#### [Prompt A]
Reproduce word for word the part of the thread on making a 3D model of a person from video, starting at "Oh how I hate" and ending at "demo, but gah!".

BEGIN Exercise passage

ML turns video of a 360° turn into 3D model of a person

Y	Hacker News new \| ask \| show \| jobs

	ML turns video of a 360° turn into 3D model of a person (sciencemag.org)
	96 points by mikeyanderson 2988 days ago

10 comments

symisc_devel 2988 days ago

Link to the paper: https://arxiv.org/abs/1803.04758

link

neonate 2988 days ago

And to the video: https://www.youtube.com/watch?v=nPOawky2eNk

link

llao 2988 days ago

Oh how I hate marketing speech.

First of all, the title should include "video of a predefined 360° turn".

And then they say something along the lines of "average accuracy of about 5mm" for joining the constructed modeled joints to their model, while you see the body wobbling around happily.

This is an impressive demo, but gah!

link

dang 2988 days ago

Ok, we'll give it a 360° turn above.

link

nitrogen 2988 days ago

Structure from motion is an existing technique. What is the contribution of ML in this case (it seems like joint positioning maybe?)?

https://en.m.wikipedia.org/wiki/Structure_from_motion

link

ansgri 2988 days ago

99%¹ of computer vision problems are 80% solved. The problem is, you need 95+% solution to be practically useful.

Binocular stereo vision has just approached general applicability, and SfM is mostly used in very constrained environments (traffic analysis) or with large computational resources with manual correction (offline 3D mapping from aerial data).

¹ Numbers are metaphoric only, based on experience in scientific and industrial CV.

link

fsloth 2988 days ago

SFM does not automatically provide joint locations. Also, a casual 360 video around a subject does not provide enough data for producing a full body mesh.

link

raghavkhanna 2988 days ago

How is this ML? They use a CNN for foreground segmentation, a minor step in their pipeline. But the major contribution seems to be putting the silhouettes in a common reference frame. I sincerely hope sciencemag isn’t putting ML in the title purely to jump on the bandwagon.

END Exercise passage
BEGIN Input data

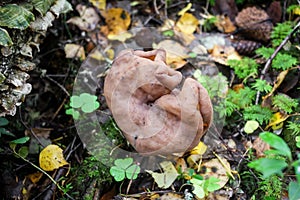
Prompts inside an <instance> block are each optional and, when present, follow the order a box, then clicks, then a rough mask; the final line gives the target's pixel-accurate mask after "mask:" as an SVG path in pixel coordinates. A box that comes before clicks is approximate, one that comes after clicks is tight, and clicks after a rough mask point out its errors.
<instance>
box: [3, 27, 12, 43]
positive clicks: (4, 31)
mask: <svg viewBox="0 0 300 200" xmlns="http://www.w3.org/2000/svg"><path fill="white" fill-rule="evenodd" d="M12 44H13V42H12V40H11V37H10V36H9V34H8V32H7V31H6V30H5V29H3V28H0V46H5V47H6V46H10V45H12Z"/></svg>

END Input data

#### [Prompt B]
State how many lines in the entries contain the string "clicks", counting only matches with the same letter case. Reply with the number alone.

#### [Reply A]
Oh how I hate marketing speech.

First of all, the title should include "video of a predefined 360° turn".

And then they say something along the lines of "average accuracy of about 5mm" for joining the constructed modeled joints to their model, while you see the body wobbling around happily.

This is an impressive demo, but gah!

#### [Reply B]
2